> _Material to process_
=====

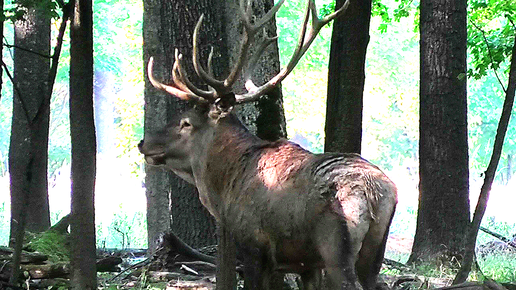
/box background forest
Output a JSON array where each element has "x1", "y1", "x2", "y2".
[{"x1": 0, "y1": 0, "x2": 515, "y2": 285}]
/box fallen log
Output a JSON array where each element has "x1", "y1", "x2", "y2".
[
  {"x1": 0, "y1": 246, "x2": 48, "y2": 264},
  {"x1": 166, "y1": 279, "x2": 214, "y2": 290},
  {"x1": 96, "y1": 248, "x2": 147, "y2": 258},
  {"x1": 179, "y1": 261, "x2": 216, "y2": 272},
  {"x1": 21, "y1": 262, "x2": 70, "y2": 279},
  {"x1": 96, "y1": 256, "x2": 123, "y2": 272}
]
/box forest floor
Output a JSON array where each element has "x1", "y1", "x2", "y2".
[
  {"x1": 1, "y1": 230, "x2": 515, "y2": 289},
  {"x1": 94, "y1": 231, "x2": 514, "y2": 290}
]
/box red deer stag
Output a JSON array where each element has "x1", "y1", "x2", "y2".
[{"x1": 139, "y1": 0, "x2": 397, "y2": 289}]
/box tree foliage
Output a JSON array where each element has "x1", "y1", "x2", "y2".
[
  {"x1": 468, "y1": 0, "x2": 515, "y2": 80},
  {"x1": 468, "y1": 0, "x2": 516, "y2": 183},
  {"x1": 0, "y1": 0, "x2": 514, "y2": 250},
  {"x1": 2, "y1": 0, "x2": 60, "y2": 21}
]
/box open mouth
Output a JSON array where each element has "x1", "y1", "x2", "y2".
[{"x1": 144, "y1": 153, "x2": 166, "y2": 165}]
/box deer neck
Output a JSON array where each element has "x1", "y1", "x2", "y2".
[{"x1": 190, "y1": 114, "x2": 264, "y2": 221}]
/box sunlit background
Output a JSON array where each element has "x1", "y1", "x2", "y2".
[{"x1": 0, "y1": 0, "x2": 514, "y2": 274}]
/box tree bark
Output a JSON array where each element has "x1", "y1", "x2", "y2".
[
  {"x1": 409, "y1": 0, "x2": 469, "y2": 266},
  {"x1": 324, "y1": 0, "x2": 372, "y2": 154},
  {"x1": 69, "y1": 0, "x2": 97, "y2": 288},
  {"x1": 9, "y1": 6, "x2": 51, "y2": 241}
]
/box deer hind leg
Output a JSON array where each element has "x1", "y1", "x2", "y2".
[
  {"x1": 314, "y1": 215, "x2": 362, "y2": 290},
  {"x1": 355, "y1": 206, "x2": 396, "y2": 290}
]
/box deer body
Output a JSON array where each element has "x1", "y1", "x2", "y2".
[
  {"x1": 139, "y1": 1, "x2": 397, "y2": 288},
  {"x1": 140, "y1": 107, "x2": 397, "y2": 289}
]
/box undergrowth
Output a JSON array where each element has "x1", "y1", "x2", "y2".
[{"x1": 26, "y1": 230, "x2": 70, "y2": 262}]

=====

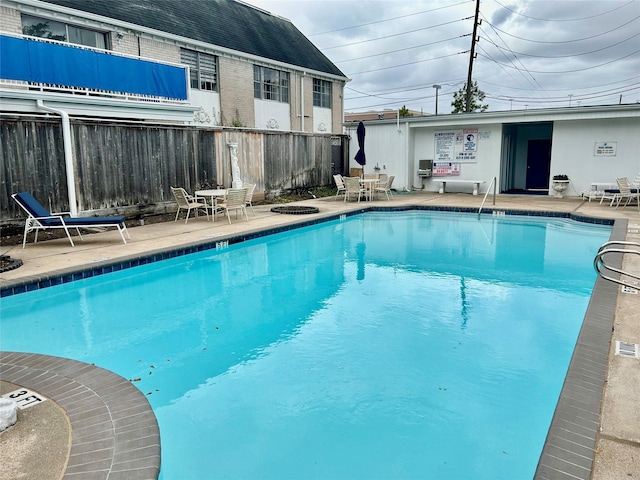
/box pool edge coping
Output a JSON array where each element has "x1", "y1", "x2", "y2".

=====

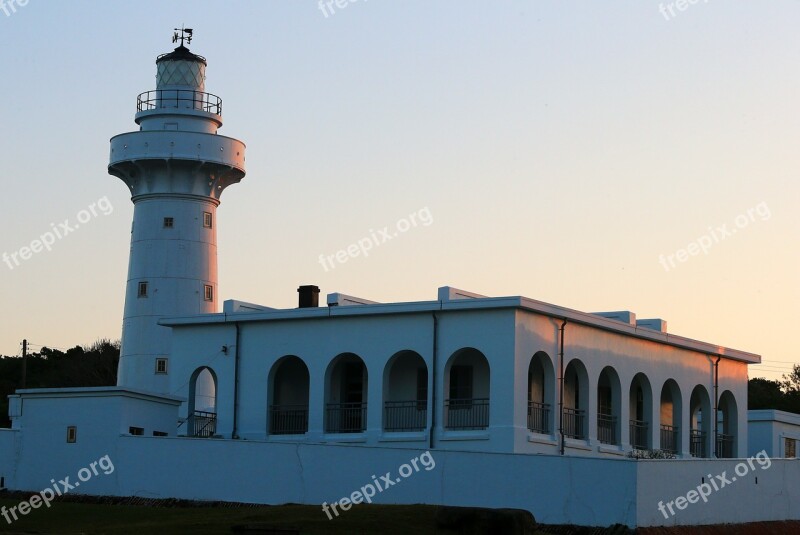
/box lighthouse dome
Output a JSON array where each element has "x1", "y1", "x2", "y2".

=====

> _Exercise brief_
Please copy every line in the entries where "background" appears.

> _Answer for this exercise_
/box background forest
/box sunlit background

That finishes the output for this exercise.